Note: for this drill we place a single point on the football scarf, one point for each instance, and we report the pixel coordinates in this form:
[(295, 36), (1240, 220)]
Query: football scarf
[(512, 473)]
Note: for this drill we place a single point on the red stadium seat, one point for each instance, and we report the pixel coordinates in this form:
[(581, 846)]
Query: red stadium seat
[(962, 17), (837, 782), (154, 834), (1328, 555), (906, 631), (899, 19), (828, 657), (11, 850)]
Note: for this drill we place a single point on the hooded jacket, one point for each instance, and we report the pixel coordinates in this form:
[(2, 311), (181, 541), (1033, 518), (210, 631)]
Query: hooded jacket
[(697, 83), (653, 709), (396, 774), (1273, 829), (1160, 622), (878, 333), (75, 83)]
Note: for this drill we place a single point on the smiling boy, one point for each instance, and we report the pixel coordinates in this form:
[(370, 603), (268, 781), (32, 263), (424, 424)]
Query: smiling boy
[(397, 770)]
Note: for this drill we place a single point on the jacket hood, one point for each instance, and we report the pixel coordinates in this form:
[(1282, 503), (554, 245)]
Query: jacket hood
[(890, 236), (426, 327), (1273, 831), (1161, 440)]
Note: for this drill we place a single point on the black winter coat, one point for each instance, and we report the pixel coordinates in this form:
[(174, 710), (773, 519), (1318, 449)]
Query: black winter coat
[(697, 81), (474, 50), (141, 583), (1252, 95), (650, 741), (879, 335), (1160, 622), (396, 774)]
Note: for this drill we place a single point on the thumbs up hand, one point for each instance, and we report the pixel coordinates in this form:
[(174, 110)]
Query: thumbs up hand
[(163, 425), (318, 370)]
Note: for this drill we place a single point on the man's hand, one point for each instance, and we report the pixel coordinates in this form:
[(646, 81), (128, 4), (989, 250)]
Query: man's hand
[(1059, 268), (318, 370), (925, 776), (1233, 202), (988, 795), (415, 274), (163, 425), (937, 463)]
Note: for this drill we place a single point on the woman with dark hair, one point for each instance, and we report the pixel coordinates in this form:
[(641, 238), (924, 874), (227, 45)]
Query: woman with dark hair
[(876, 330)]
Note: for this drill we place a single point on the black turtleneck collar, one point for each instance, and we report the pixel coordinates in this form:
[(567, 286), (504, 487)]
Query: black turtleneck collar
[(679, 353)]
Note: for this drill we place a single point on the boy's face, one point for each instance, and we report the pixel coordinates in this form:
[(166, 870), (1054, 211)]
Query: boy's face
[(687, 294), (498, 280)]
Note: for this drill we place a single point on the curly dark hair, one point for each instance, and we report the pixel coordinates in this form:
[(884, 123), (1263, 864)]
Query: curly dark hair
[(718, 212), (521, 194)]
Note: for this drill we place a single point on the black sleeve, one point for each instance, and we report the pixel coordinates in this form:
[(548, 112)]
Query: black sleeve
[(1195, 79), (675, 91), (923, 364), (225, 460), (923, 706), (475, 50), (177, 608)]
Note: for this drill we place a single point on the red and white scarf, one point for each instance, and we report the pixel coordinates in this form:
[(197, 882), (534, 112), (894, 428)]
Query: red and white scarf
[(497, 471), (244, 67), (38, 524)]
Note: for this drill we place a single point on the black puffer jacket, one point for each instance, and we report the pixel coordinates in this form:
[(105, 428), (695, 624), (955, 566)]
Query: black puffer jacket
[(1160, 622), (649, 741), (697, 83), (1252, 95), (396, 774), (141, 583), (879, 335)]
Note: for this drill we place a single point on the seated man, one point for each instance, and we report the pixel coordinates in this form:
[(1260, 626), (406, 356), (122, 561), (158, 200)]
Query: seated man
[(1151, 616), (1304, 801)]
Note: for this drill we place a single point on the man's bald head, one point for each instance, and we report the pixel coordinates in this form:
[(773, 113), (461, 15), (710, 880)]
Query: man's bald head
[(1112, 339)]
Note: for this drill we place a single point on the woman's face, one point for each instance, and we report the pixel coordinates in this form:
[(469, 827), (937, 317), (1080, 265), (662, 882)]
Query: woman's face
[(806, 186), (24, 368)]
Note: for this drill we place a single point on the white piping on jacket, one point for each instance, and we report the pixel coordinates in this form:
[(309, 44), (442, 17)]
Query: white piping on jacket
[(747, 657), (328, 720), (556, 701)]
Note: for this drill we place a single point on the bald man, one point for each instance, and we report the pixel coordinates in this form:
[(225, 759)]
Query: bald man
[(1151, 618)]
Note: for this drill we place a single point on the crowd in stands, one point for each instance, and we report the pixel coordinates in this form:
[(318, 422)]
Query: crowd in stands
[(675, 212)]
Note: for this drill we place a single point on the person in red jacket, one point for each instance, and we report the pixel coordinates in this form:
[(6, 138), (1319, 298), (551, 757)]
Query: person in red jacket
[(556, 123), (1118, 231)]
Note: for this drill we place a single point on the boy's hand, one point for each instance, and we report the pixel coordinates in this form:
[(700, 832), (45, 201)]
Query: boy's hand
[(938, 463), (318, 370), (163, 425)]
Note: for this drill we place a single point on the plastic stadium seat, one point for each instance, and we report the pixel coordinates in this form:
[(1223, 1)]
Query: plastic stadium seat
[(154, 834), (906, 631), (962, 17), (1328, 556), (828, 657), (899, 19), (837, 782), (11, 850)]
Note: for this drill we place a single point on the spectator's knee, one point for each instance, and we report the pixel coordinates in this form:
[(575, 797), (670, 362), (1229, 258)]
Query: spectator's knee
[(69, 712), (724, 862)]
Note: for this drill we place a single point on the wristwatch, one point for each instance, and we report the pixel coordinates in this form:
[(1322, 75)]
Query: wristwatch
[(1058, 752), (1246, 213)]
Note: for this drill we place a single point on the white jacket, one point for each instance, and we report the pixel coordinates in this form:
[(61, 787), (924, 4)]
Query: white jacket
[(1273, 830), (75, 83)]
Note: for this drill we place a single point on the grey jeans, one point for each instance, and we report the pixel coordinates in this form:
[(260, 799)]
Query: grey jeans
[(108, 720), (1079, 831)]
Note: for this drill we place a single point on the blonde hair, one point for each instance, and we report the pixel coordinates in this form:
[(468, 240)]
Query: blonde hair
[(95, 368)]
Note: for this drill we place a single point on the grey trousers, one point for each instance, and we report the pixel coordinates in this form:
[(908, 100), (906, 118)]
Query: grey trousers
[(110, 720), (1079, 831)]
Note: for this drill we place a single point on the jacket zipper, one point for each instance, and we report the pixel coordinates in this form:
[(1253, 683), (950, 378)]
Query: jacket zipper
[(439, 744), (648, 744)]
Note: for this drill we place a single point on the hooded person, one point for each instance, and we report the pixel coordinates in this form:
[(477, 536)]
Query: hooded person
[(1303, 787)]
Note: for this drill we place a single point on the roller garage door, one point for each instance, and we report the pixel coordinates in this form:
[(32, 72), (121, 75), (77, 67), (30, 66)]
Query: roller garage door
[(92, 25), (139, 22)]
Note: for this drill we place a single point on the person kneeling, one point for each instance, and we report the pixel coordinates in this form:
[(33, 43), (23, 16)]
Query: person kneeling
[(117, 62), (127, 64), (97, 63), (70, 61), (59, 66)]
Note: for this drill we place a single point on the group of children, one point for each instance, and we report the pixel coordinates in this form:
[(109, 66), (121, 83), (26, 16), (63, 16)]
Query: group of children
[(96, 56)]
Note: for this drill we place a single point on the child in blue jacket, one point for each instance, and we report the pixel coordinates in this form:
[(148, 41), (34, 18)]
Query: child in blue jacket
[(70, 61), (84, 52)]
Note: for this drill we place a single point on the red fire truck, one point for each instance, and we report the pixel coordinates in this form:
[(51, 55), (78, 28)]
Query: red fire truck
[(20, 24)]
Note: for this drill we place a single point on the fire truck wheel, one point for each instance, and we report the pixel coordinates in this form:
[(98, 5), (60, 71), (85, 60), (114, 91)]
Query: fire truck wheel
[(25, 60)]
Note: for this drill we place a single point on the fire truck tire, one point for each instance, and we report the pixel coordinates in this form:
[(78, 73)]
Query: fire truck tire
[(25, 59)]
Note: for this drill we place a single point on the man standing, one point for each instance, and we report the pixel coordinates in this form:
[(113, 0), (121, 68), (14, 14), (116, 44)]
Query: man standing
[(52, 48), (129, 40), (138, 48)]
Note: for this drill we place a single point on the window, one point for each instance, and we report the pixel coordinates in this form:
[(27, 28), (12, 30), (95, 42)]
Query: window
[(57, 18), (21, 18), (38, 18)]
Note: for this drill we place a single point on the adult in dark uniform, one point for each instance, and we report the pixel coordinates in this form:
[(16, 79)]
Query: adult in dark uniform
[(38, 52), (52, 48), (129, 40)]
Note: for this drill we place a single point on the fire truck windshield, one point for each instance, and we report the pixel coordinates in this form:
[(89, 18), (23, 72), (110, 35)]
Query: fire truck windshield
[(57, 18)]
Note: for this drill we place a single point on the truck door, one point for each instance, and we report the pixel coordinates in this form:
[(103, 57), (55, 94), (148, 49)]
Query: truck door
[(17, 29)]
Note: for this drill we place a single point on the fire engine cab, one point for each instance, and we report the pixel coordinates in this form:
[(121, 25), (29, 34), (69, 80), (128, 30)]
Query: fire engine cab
+---+
Wherever the word "engine" appears in the entries above, copy that whole line.

Note: for this drill we place a single point on the fire engine cab, one point for each instance, and we report the pixel coordinates in this form:
Query: fire engine cab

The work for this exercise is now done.